### Exercise goal
Extract every line of the data below that contains the word "console", copying each line unchanged.
>>>
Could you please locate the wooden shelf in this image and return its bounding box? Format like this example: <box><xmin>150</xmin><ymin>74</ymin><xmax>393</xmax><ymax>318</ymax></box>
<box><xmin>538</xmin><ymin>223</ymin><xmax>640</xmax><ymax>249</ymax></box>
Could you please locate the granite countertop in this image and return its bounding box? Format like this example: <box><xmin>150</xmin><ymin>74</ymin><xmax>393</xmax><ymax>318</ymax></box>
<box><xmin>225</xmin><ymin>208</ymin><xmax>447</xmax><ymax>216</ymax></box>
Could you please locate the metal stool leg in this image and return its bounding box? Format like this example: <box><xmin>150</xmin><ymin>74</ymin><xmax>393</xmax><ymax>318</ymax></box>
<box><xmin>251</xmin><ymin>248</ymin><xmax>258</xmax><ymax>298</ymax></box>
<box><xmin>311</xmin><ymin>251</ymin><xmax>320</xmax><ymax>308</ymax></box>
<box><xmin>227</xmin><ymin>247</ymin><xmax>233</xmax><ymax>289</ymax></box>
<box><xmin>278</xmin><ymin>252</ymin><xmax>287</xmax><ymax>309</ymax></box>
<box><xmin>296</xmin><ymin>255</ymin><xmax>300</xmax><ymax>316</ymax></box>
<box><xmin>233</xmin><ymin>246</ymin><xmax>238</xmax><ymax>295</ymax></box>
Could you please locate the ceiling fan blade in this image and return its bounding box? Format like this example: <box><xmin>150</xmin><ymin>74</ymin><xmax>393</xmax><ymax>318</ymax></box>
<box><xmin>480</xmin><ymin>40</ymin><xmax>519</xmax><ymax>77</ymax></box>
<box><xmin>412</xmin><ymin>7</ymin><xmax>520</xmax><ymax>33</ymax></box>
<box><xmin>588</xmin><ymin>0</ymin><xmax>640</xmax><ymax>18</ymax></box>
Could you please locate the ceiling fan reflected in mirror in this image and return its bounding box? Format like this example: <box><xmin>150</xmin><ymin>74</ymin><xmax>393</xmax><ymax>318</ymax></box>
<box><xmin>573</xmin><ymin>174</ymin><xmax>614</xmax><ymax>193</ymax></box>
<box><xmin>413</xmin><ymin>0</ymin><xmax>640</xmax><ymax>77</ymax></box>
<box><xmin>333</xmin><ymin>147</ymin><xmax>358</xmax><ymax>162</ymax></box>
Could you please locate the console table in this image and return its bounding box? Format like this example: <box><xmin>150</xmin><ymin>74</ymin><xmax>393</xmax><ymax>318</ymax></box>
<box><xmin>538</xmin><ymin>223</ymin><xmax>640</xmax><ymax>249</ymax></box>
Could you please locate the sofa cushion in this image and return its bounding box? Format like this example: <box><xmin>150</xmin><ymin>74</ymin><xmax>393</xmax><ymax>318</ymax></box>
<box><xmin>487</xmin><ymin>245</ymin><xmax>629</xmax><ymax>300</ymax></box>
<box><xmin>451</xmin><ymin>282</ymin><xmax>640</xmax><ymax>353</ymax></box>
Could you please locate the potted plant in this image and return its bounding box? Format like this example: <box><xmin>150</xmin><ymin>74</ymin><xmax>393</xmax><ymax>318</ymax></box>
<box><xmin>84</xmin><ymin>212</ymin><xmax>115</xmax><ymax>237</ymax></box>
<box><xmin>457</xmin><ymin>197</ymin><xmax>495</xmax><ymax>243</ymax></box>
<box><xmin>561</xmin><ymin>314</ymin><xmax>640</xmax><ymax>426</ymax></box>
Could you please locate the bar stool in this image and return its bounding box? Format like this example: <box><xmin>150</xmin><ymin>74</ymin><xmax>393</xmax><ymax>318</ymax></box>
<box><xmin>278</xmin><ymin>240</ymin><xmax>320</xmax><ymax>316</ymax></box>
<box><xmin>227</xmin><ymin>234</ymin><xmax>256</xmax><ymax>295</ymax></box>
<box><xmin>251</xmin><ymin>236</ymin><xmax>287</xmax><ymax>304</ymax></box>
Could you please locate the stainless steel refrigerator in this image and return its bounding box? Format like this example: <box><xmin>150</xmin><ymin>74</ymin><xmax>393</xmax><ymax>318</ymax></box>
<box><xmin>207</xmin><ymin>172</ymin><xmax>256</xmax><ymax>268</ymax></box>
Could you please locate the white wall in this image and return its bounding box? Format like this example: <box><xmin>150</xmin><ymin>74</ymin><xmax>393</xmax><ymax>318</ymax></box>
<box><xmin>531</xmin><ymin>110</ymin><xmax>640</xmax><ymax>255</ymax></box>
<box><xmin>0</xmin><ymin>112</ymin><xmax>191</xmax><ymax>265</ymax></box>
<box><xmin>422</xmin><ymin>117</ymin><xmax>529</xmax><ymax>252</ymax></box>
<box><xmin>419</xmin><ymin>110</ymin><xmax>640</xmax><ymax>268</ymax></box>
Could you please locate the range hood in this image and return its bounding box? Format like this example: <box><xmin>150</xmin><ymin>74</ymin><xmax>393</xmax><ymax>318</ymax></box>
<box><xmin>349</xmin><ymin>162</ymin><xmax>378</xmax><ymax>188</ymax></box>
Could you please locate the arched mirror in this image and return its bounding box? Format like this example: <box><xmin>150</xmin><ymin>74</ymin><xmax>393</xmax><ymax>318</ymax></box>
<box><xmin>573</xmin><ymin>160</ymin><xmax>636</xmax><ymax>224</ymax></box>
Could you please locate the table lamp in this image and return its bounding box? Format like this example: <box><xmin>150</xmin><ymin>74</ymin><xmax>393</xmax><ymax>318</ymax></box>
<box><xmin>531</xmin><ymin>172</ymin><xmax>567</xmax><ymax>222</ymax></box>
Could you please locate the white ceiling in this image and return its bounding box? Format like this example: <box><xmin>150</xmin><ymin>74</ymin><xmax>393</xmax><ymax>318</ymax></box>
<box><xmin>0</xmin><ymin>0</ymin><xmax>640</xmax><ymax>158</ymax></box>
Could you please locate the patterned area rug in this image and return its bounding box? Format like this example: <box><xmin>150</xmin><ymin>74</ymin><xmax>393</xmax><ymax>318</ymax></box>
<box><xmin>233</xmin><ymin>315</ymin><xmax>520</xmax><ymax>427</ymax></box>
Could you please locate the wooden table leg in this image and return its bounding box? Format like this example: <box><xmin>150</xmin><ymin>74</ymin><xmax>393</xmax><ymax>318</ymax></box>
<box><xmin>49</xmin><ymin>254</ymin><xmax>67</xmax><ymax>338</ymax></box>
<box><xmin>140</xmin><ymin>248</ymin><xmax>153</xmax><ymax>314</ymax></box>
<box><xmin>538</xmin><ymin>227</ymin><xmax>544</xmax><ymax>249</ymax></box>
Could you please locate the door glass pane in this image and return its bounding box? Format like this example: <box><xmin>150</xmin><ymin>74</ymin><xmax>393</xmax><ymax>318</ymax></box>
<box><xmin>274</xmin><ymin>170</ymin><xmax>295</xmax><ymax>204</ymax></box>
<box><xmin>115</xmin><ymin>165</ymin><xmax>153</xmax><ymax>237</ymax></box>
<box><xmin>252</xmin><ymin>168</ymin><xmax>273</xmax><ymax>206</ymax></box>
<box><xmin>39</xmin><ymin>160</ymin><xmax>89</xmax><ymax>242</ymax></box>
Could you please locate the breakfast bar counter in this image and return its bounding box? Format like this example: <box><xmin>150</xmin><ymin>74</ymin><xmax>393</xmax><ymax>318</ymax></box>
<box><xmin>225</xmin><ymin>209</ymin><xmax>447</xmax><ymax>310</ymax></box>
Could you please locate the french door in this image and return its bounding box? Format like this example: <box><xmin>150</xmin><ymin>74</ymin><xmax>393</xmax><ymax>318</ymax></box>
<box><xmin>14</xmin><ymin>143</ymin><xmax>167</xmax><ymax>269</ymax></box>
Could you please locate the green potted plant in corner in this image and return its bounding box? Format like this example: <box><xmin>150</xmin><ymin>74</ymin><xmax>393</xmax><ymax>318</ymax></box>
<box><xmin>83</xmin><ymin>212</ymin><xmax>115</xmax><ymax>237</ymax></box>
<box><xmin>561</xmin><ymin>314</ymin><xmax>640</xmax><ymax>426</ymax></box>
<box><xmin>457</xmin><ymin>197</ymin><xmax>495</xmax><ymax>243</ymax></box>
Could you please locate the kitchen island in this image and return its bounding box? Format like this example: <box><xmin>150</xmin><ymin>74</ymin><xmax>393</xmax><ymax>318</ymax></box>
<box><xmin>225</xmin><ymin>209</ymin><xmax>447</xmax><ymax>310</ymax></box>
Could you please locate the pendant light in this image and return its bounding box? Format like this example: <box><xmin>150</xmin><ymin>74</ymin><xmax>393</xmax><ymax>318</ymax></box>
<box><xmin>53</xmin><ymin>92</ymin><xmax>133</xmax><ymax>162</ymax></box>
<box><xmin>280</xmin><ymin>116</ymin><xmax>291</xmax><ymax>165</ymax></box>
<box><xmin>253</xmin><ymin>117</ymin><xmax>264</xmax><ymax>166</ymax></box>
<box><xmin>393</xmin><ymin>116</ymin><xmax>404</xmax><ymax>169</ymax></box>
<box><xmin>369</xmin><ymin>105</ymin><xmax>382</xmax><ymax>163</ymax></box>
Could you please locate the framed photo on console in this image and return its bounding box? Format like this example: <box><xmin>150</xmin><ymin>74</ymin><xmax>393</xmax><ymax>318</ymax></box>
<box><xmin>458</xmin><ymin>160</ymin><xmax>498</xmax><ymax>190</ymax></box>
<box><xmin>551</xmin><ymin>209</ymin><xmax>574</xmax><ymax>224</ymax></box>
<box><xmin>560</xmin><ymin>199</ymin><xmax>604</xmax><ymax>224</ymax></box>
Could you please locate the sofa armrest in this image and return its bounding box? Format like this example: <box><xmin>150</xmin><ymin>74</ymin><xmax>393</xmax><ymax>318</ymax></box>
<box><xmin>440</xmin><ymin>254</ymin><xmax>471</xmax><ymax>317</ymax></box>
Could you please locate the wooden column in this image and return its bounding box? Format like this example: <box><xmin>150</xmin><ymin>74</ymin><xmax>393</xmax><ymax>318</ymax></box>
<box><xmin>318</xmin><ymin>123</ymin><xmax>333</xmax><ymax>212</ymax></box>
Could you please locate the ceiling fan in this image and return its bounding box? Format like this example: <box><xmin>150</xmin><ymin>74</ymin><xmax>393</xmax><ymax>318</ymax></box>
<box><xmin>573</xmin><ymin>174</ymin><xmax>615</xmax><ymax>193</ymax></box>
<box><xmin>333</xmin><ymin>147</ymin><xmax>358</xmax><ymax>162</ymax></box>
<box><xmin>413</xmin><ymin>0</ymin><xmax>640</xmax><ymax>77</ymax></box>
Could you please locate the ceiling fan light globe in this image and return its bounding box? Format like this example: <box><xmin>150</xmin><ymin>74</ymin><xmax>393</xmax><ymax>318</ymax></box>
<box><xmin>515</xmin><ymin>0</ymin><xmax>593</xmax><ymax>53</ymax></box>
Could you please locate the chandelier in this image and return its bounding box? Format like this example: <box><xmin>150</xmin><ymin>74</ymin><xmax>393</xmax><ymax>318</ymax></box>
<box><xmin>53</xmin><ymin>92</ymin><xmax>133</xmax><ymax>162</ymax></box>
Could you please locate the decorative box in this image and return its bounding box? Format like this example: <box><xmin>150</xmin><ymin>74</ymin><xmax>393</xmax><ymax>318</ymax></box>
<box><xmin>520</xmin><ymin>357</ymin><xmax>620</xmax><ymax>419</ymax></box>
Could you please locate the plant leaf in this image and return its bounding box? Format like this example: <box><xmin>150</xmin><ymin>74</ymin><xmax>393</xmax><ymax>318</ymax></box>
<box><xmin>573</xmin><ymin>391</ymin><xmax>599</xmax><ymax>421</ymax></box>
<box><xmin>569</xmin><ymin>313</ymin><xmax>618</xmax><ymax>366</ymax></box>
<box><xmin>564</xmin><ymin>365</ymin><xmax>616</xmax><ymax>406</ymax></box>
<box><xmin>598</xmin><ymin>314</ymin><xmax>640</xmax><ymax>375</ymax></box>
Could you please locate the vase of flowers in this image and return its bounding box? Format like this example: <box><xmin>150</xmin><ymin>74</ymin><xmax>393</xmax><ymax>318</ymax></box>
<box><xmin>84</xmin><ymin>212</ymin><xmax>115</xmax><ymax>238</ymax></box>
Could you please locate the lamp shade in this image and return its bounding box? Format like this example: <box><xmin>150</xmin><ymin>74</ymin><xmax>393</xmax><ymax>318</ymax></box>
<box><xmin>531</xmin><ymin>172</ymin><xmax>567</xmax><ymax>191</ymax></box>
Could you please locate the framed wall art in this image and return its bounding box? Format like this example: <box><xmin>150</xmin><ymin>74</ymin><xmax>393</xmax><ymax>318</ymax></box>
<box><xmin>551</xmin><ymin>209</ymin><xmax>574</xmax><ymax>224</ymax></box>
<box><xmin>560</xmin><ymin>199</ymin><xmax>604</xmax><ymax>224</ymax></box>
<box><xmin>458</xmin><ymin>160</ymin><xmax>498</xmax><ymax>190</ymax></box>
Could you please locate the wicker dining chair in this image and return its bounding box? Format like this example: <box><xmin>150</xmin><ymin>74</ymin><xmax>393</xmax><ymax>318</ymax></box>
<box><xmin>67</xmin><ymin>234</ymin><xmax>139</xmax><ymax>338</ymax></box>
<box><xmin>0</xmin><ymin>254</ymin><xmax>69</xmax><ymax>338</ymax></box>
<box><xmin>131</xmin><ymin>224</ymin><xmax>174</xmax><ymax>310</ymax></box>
<<<
### Exercise response
Could you please locate the console table in this image and return its bounding box? Format like this example: <box><xmin>150</xmin><ymin>74</ymin><xmax>393</xmax><ymax>318</ymax></box>
Could you please locate the framed photo on console in this image and return its bounding box? Format like this example: <box><xmin>150</xmin><ymin>74</ymin><xmax>393</xmax><ymax>318</ymax></box>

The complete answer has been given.